Short exercise 1 » Copy everything in the beekeeping thread from "I'd be interested" down to "lot of brood.".
Short exercise 2 » According to the beekeeping thread, how does the color of cappings debris from emerging brood compare with that of debris from stores being uncapped?

I'd be interested in this as well. Still not got my eye in with regards to colour but there are two obvious browny dust lines on my varroa board that I just assumed were uncapping debris.

----------


## Jon

You can sometimes see where bees have started to uncap stores as there will be a heap of debris on the tray at a point some distance away from the cluster. They uncap stores and move them nearer to where they want them but can obviously only do this in warmer spells of weather. Cappings debris from emerging brood tends to be darker than the debris from stores being uncapped. If bees have decided to ditch pupae due to lack of food or chilling you will often see segments of bee legs on the tray. This is most noticeable during Thymol treatment in autumn where the odd colony decides to uncap a lot of brood.

----------


## gavin

There are often lines of slightly fibrous-looking mid-brown debris under the middle of the brood nest.  I'd always assumed that this was the remains of the cocoon spun by a pupating bee, chewed off the cap of the cell and cleared out inside the cell too.  The debris around this can be of different colours but is usually whitish and sometimes with sugar crystals mixed in.  Wax and solidified stores I thought.  Immediately around the brown line area there is often more pollen than elsewhere - but probably not at this time of year.

I'll take a picture next time I see a good example, unless anyone wants to beat me to it.

In winter it is reassuring to see as it means that the colony was raising brood late in the autumn and so the queen is in reasonable shape.

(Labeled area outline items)
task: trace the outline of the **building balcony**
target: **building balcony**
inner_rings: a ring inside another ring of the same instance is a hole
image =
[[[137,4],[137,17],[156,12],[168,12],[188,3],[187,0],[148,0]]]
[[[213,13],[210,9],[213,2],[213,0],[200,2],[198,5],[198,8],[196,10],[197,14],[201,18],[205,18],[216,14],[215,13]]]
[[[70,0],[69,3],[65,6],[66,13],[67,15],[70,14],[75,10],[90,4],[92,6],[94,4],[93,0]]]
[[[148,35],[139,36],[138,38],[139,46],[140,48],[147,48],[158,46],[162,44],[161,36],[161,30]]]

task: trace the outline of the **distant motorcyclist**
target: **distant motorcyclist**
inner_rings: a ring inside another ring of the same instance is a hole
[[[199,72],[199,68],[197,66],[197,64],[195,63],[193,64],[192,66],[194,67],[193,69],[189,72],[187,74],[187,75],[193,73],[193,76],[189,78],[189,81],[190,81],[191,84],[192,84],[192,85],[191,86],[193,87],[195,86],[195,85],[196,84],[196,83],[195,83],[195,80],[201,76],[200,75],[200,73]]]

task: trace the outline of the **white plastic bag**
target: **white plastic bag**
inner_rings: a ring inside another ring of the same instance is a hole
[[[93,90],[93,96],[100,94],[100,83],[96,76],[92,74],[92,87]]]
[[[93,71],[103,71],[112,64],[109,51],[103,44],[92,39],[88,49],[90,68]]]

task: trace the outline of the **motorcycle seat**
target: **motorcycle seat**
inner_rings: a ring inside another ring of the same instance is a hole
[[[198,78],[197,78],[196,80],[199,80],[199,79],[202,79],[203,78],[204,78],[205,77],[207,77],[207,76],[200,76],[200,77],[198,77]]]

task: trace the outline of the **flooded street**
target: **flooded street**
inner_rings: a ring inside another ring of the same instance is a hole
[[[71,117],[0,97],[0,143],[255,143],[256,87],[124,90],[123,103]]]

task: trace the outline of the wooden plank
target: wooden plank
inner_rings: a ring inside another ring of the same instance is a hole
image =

---

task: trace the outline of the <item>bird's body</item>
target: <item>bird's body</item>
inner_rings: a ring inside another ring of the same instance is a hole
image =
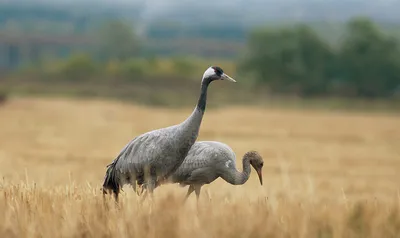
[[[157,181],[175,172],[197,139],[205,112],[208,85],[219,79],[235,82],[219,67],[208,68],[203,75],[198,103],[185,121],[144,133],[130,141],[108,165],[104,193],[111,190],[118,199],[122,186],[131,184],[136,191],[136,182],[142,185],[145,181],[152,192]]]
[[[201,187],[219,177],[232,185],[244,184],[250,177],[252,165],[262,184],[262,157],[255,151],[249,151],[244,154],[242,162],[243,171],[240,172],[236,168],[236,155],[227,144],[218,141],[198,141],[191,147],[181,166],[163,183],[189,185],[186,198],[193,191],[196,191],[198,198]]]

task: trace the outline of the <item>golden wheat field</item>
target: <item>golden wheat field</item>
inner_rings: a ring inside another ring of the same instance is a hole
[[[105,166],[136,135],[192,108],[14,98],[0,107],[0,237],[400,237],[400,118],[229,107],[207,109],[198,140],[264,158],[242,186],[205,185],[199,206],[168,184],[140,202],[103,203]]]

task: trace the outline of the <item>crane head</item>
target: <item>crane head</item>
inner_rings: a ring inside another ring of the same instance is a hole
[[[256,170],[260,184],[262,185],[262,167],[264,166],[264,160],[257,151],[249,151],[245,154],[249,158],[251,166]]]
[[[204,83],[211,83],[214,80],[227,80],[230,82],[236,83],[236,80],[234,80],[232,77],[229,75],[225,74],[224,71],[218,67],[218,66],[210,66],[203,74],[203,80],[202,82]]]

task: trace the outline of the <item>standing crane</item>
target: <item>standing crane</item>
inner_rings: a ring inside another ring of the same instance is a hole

Solution 1 »
I'd be interested in this as well. Still not got my eye in with regards to colour but there are two obvious browny dust lines on my varroa board that I just assumed were uncapping debris.

----------


## Jon

You can sometimes see where bees have started to uncap stores as there will be a heap of debris on the tray at a point some distance away from the cluster. They uncap stores and move them nearer to where they want them but can obviously only do this in warmer spells of weather. Cappings debris from emerging brood tends to be darker than the debris from stores being uncapped. If bees have decided to ditch pupae due to lack of food or chilling you will often see segments of bee legs on the tray. This is most noticeable during Thymol treatment in autumn where the odd colony decides to uncap a lot of brood.

Solution 2 » Cappings debris from emerging brood tends to be darker.